> [DIRECTIONS] Copy every row below word for word, changing nothing.

Stored data entries

** start **

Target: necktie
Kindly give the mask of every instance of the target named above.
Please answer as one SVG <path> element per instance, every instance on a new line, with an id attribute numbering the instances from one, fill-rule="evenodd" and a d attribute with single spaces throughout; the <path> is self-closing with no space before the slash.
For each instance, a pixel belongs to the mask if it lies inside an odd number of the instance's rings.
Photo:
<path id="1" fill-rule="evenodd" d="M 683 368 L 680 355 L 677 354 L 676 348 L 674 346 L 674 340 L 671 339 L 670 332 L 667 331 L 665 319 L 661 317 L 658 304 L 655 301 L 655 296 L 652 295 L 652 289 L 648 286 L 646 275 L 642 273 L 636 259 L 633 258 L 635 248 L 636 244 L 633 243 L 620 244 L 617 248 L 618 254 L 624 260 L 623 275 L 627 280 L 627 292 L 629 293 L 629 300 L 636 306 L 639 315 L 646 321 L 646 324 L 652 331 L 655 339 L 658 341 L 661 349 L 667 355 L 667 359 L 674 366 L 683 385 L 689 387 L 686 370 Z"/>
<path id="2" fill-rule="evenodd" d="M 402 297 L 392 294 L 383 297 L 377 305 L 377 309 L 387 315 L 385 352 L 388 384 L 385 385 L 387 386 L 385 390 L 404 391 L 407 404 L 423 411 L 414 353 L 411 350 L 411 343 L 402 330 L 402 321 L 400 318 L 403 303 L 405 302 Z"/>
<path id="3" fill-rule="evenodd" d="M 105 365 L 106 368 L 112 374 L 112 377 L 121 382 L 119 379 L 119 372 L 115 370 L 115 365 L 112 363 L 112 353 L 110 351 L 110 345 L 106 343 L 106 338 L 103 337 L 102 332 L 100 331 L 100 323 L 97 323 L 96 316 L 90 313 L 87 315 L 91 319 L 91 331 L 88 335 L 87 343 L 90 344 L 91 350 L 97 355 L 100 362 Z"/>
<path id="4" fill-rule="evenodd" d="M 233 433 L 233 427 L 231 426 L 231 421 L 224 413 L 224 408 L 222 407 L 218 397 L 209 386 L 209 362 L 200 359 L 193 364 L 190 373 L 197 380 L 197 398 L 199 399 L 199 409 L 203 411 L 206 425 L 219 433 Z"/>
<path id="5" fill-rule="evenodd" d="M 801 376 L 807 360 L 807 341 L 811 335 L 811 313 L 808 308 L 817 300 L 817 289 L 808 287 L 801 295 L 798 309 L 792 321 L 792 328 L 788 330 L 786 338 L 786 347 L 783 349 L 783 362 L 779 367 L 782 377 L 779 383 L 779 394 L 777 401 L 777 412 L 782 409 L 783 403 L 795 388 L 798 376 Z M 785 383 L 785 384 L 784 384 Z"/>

** end **

> [CORRECT RESPONSE]
Target: necktie
Kindly give the mask of every instance of the target named above.
Please answer as one SVG <path> element per instance, every instance on a new line, with an id attribute numbering the instances from one, fill-rule="evenodd" and a d attribute with single spaces throughout; the <path> is self-closing with no space before the slash.
For each instance, a pixel belongs to the mask if it lies inside an odd number of the instance's rings.
Photo:
<path id="1" fill-rule="evenodd" d="M 683 368 L 680 355 L 677 354 L 676 348 L 674 346 L 674 340 L 671 339 L 670 332 L 667 331 L 665 319 L 661 317 L 658 304 L 655 301 L 655 296 L 652 295 L 652 289 L 648 286 L 646 275 L 642 273 L 636 259 L 633 258 L 635 248 L 636 244 L 633 243 L 620 244 L 617 248 L 618 254 L 624 260 L 623 275 L 627 280 L 627 292 L 629 293 L 629 300 L 636 306 L 639 315 L 646 321 L 646 324 L 652 331 L 655 339 L 658 341 L 661 349 L 667 355 L 667 359 L 674 366 L 683 385 L 689 387 L 686 370 Z"/>
<path id="2" fill-rule="evenodd" d="M 402 297 L 392 294 L 383 297 L 377 305 L 377 309 L 387 315 L 385 352 L 388 384 L 385 385 L 387 386 L 385 390 L 404 391 L 407 404 L 423 411 L 414 353 L 411 350 L 411 343 L 402 330 L 402 321 L 400 318 L 403 303 L 405 302 Z"/>
<path id="3" fill-rule="evenodd" d="M 105 365 L 106 368 L 112 374 L 112 377 L 121 382 L 119 379 L 119 372 L 115 370 L 115 365 L 112 363 L 112 353 L 110 351 L 110 345 L 106 343 L 106 338 L 103 337 L 102 332 L 100 331 L 100 323 L 97 323 L 96 316 L 90 313 L 87 315 L 91 319 L 91 331 L 88 335 L 87 343 L 90 344 L 91 350 L 97 355 L 100 362 Z"/>
<path id="4" fill-rule="evenodd" d="M 233 433 L 233 427 L 231 426 L 231 421 L 224 413 L 224 408 L 222 407 L 218 397 L 209 386 L 209 362 L 200 359 L 193 364 L 190 373 L 197 380 L 197 398 L 199 399 L 199 409 L 203 411 L 206 425 L 219 433 Z"/>
<path id="5" fill-rule="evenodd" d="M 801 376 L 807 360 L 807 341 L 811 335 L 811 313 L 808 308 L 817 300 L 817 289 L 808 287 L 801 295 L 798 309 L 792 321 L 792 328 L 788 330 L 786 338 L 786 347 L 783 349 L 783 362 L 779 367 L 782 377 L 779 383 L 779 394 L 777 401 L 777 412 L 782 409 L 783 403 L 795 388 L 798 376 Z M 785 383 L 785 384 L 784 384 Z"/>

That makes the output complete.